● Given task
Pull out each line in the rows below that contains the word "shrub" and copy it unchanged.
********************
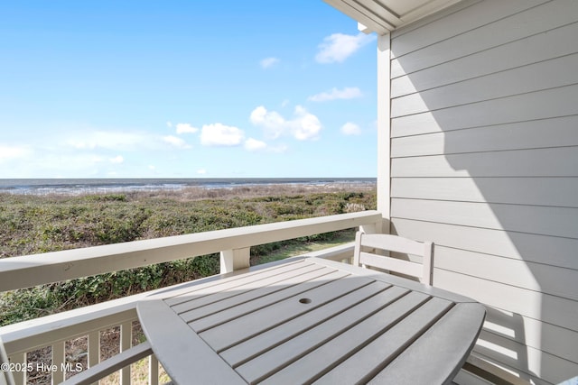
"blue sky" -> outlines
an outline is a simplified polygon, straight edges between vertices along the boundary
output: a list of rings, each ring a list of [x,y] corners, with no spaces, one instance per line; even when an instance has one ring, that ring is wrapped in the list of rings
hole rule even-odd
[[[2,8],[0,178],[376,176],[376,37],[322,0]]]

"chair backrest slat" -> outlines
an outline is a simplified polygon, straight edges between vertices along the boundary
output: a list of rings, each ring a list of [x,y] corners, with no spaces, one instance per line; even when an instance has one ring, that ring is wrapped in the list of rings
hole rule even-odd
[[[422,263],[381,255],[372,249],[400,252],[422,257]],[[419,242],[383,234],[358,232],[355,238],[353,263],[357,266],[372,266],[412,277],[422,283],[432,285],[433,243]]]

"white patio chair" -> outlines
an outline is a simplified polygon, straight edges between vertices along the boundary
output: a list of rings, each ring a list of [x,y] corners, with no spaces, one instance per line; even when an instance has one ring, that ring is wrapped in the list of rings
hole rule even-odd
[[[388,271],[416,277],[420,282],[432,285],[433,246],[431,242],[419,242],[397,235],[365,234],[355,235],[353,264],[373,266]],[[422,263],[378,254],[378,250],[421,256]]]

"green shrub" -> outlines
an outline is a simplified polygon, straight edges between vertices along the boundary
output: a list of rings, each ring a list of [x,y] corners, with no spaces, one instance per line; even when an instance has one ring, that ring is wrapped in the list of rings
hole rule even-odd
[[[220,197],[213,193],[213,197]],[[186,200],[179,195],[37,197],[0,194],[0,257],[55,252],[375,208],[375,192]],[[251,248],[259,257],[335,233]],[[219,273],[218,254],[0,293],[0,325]]]

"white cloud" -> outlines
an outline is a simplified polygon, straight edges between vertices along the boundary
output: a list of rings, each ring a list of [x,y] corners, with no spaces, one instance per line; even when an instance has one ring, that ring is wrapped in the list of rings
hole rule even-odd
[[[266,135],[273,139],[282,134],[291,134],[299,141],[313,140],[319,137],[322,125],[319,118],[297,105],[294,118],[286,120],[275,111],[267,111],[259,105],[251,113],[251,123],[265,129]]]
[[[245,141],[245,150],[248,151],[256,151],[264,150],[267,147],[267,143],[265,142],[257,141],[256,139],[249,138]]]
[[[181,138],[177,138],[176,136],[172,136],[172,135],[168,135],[168,136],[164,136],[163,137],[163,142],[171,144],[172,146],[177,147],[179,149],[190,149],[191,146],[189,144],[187,144],[186,142],[184,142],[182,139]]]
[[[265,128],[266,134],[273,139],[279,137],[287,125],[283,116],[275,111],[267,111],[263,105],[254,109],[249,119],[253,124]]]
[[[199,129],[197,127],[193,127],[188,123],[177,124],[177,133],[194,133],[198,131]]]
[[[279,60],[277,58],[266,58],[263,60],[260,61],[261,67],[263,69],[268,69],[271,68],[273,66],[275,66],[275,64],[277,64]]]
[[[95,150],[98,148],[107,150],[127,151],[135,150],[137,147],[148,142],[151,144],[150,137],[145,134],[135,133],[120,133],[94,131],[83,133],[79,138],[70,138],[66,143],[77,150]]]
[[[354,123],[348,122],[341,126],[341,133],[344,135],[359,135],[361,129]]]
[[[108,160],[114,164],[120,164],[125,161],[125,158],[123,158],[121,155],[117,155],[114,158],[110,158]]]
[[[205,124],[200,131],[200,143],[204,146],[237,146],[241,143],[243,130],[216,123]]]
[[[353,99],[356,97],[361,97],[362,96],[363,94],[361,94],[361,90],[357,87],[348,87],[343,89],[337,89],[333,87],[329,91],[309,96],[308,100],[312,102],[326,102],[336,99]]]
[[[342,62],[359,49],[375,40],[375,36],[359,32],[357,35],[333,33],[323,39],[315,56],[318,63]]]

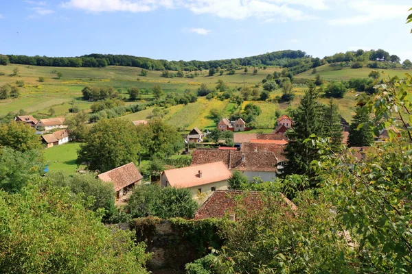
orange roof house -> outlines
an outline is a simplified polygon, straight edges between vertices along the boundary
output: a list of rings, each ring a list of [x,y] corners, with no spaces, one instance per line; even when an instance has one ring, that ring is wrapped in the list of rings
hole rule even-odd
[[[296,210],[296,206],[279,194],[284,201],[282,206]],[[200,220],[227,216],[231,221],[236,221],[238,208],[246,210],[248,214],[259,214],[264,206],[263,201],[262,193],[258,191],[216,190],[196,211],[194,219]]]
[[[24,122],[32,127],[34,127],[38,122],[37,119],[33,117],[32,115],[18,116],[14,118],[14,121],[16,122]]]
[[[127,193],[135,184],[141,184],[143,179],[143,176],[133,162],[99,174],[98,177],[102,181],[113,183],[117,198]]]
[[[227,189],[231,173],[222,162],[168,169],[163,172],[161,185],[190,188],[194,197],[198,193],[211,195],[216,190]]]

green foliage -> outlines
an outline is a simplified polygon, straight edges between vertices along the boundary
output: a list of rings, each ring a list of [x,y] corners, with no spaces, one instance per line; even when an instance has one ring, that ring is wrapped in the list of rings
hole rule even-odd
[[[0,192],[0,269],[19,273],[146,273],[146,245],[106,227],[65,188]]]
[[[43,155],[37,150],[21,152],[10,147],[0,149],[0,188],[9,192],[19,192],[43,175],[45,168]]]
[[[41,148],[36,130],[24,122],[12,121],[0,125],[0,146],[8,147],[21,152]]]
[[[325,89],[325,95],[327,97],[343,98],[346,93],[346,87],[341,82],[332,82]]]
[[[374,142],[372,130],[368,126],[369,114],[365,108],[358,108],[349,127],[349,147],[368,147]]]
[[[140,150],[135,126],[123,119],[98,122],[80,145],[76,162],[91,171],[105,172],[137,160]]]
[[[197,203],[192,199],[190,189],[163,188],[157,184],[136,186],[126,207],[133,218],[191,219],[196,210]]]
[[[230,189],[240,189],[242,184],[248,183],[248,179],[241,172],[233,171],[227,183]]]

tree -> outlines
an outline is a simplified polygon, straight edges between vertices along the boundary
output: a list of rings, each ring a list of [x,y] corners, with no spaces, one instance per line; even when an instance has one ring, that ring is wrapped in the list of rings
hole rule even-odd
[[[343,98],[346,93],[346,87],[341,82],[332,82],[325,90],[325,95],[327,97]]]
[[[50,108],[49,109],[49,115],[50,116],[53,116],[56,114],[56,110],[54,110],[54,108]]]
[[[192,219],[196,209],[197,204],[188,188],[162,188],[157,184],[137,186],[126,207],[134,218]]]
[[[128,93],[129,95],[129,99],[130,101],[136,101],[140,99],[140,90],[139,88],[129,88],[128,90]]]
[[[367,110],[365,108],[358,108],[349,127],[349,147],[369,147],[374,142],[372,131],[365,125],[369,121],[369,114]]]
[[[153,96],[157,100],[159,100],[164,94],[163,90],[159,85],[154,86],[152,88],[152,90],[153,91]]]
[[[4,273],[146,273],[146,245],[106,227],[67,188],[40,179],[18,194],[0,192],[0,269]]]
[[[209,68],[209,76],[213,76],[215,75],[216,73],[216,72],[214,68]]]
[[[140,145],[136,129],[124,119],[102,119],[91,129],[78,151],[78,164],[86,163],[91,171],[106,172],[134,162]]]
[[[146,69],[144,68],[141,68],[141,71],[140,71],[140,76],[148,76],[148,71]]]
[[[323,79],[319,74],[316,75],[316,78],[314,79],[314,84],[317,86],[321,86],[323,84]]]
[[[20,69],[19,68],[13,68],[13,75],[16,76],[20,73]]]
[[[325,123],[325,133],[330,138],[330,147],[334,152],[338,151],[342,145],[342,125],[338,106],[333,99],[329,101],[329,104],[325,106],[323,110],[323,121]]]
[[[85,140],[89,134],[89,127],[86,123],[89,121],[89,114],[85,110],[71,115],[66,119],[65,123],[68,126],[70,137],[73,140]]]
[[[36,149],[21,152],[10,147],[1,148],[0,162],[0,188],[8,192],[21,191],[45,168],[43,155]]]
[[[293,127],[286,132],[290,141],[285,148],[289,160],[284,171],[286,174],[312,175],[314,171],[312,161],[319,158],[317,149],[310,142],[305,142],[312,134],[324,136],[323,107],[319,102],[319,92],[314,86],[310,86],[301,99],[301,103],[292,112]]]
[[[226,83],[223,82],[221,79],[218,80],[218,84],[216,85],[216,90],[220,91],[220,92],[223,92],[228,88]]]
[[[41,149],[36,130],[23,122],[12,121],[0,125],[0,145],[21,152]]]
[[[378,79],[378,78],[379,78],[380,76],[380,74],[379,73],[379,71],[376,71],[376,70],[373,70],[372,71],[371,71],[371,73],[368,75],[368,77],[369,78],[372,78],[372,79]]]
[[[279,85],[275,81],[268,81],[263,84],[263,89],[268,92],[275,90],[279,88]]]
[[[249,183],[249,180],[247,179],[247,177],[244,176],[242,173],[234,171],[231,177],[227,180],[227,183],[230,189],[240,190],[242,188],[242,184]]]

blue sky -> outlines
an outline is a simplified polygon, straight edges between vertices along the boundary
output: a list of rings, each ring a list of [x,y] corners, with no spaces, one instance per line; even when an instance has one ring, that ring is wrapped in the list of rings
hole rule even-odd
[[[383,49],[412,60],[407,0],[0,0],[0,53],[216,60]]]

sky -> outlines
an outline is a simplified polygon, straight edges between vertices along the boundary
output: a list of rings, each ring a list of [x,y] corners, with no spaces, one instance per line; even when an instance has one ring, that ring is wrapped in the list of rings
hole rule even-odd
[[[412,60],[411,7],[409,0],[0,0],[0,53],[210,60],[383,49]]]

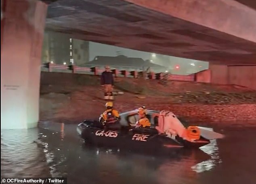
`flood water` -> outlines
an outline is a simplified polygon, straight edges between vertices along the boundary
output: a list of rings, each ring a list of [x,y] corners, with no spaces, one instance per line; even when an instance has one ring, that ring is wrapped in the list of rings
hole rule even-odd
[[[69,184],[256,183],[255,128],[224,127],[224,139],[166,157],[88,147],[76,125],[40,127],[1,130],[2,177],[67,177]]]

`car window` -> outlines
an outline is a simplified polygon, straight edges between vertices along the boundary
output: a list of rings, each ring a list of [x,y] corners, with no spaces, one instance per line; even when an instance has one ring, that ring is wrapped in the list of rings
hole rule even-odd
[[[127,116],[127,120],[128,123],[132,124],[134,124],[138,120],[138,116],[137,114],[130,115]]]

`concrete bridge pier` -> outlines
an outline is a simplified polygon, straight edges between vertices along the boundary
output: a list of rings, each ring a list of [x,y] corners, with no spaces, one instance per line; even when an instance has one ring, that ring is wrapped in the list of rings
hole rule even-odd
[[[48,5],[36,0],[1,3],[1,128],[35,127]]]

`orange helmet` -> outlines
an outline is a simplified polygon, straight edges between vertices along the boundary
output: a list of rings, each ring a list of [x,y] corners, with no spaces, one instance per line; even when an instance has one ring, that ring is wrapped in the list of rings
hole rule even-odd
[[[106,104],[105,104],[105,106],[108,109],[113,108],[113,103],[112,101],[109,101],[108,102],[107,102]]]
[[[138,109],[137,112],[138,114],[146,114],[147,110],[145,106],[143,106]]]

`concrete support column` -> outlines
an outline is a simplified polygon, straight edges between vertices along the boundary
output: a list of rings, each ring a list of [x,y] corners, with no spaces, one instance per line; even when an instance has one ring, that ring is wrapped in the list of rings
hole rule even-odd
[[[36,0],[4,2],[1,128],[35,127],[39,120],[40,64],[47,5]]]

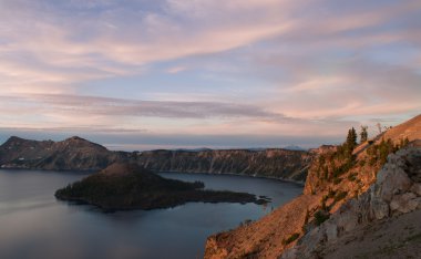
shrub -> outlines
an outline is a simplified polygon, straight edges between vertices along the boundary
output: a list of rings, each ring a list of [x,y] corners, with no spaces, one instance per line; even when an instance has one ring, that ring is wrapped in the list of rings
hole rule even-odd
[[[322,222],[325,222],[328,219],[329,219],[329,214],[327,214],[324,210],[318,210],[315,214],[315,224],[316,224],[316,226],[320,226]]]
[[[340,191],[339,194],[337,194],[335,196],[335,201],[339,201],[341,199],[343,199],[345,197],[347,197],[348,193],[347,191]]]
[[[295,240],[297,240],[298,238],[299,238],[299,234],[298,234],[298,232],[295,232],[295,234],[292,234],[289,238],[284,239],[284,240],[283,240],[283,245],[291,244],[291,242],[294,242]]]

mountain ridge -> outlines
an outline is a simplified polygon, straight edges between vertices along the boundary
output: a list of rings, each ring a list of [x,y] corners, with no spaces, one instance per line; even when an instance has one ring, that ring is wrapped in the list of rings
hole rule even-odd
[[[11,136],[0,146],[2,168],[100,170],[115,162],[136,163],[154,172],[237,174],[302,182],[312,153],[267,149],[156,149],[113,152],[73,136],[61,142]]]
[[[386,139],[386,137],[389,138]],[[360,144],[351,154],[347,152],[346,143],[341,146],[324,146],[318,151],[312,151],[316,158],[310,165],[304,194],[257,221],[212,235],[206,242],[205,259],[278,258],[304,237],[309,241],[305,242],[301,249],[306,248],[311,252],[311,246],[322,245],[326,235],[340,231],[343,227],[340,224],[325,227],[325,230],[320,230],[322,229],[320,226],[325,226],[329,217],[335,218],[338,217],[335,215],[348,211],[346,205],[348,200],[362,196],[371,188],[388,154],[405,146],[407,142],[409,142],[409,147],[418,152],[421,148],[420,138],[421,115],[418,115],[382,133],[379,137]],[[389,155],[389,157],[393,156]],[[393,163],[397,162],[392,162],[390,167],[398,168],[400,164]],[[420,167],[421,163],[414,168]],[[421,204],[420,195],[421,193],[415,196],[412,194],[399,197],[393,206],[404,207],[409,200],[413,200],[412,204],[419,200]],[[392,207],[391,204],[388,206]],[[343,218],[341,220],[347,222]],[[320,239],[312,239],[311,235]],[[317,255],[306,257],[309,253],[300,257],[299,249],[298,253],[294,250],[290,256],[286,255],[287,258],[320,258]]]

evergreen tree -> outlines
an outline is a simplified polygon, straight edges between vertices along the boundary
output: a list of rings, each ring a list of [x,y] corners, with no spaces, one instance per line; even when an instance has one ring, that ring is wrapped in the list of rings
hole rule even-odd
[[[356,128],[351,128],[348,131],[348,136],[347,136],[347,146],[349,149],[353,151],[353,148],[357,146],[357,132]]]
[[[368,139],[368,126],[361,126],[361,132],[360,132],[360,143],[364,143]]]

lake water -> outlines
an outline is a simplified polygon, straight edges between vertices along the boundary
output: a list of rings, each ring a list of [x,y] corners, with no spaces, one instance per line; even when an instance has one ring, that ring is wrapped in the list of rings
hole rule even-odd
[[[54,198],[55,189],[86,174],[0,170],[0,258],[202,258],[206,237],[258,219],[302,187],[230,175],[162,173],[202,180],[206,188],[265,195],[268,206],[189,203],[172,209],[104,214]]]

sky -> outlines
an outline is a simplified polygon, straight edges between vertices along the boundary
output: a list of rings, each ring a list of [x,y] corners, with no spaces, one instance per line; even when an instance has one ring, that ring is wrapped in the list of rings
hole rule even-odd
[[[0,142],[316,147],[421,111],[419,0],[0,0]]]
********************
● Task answer
"green shrub" -> outlines
shrub -> outlines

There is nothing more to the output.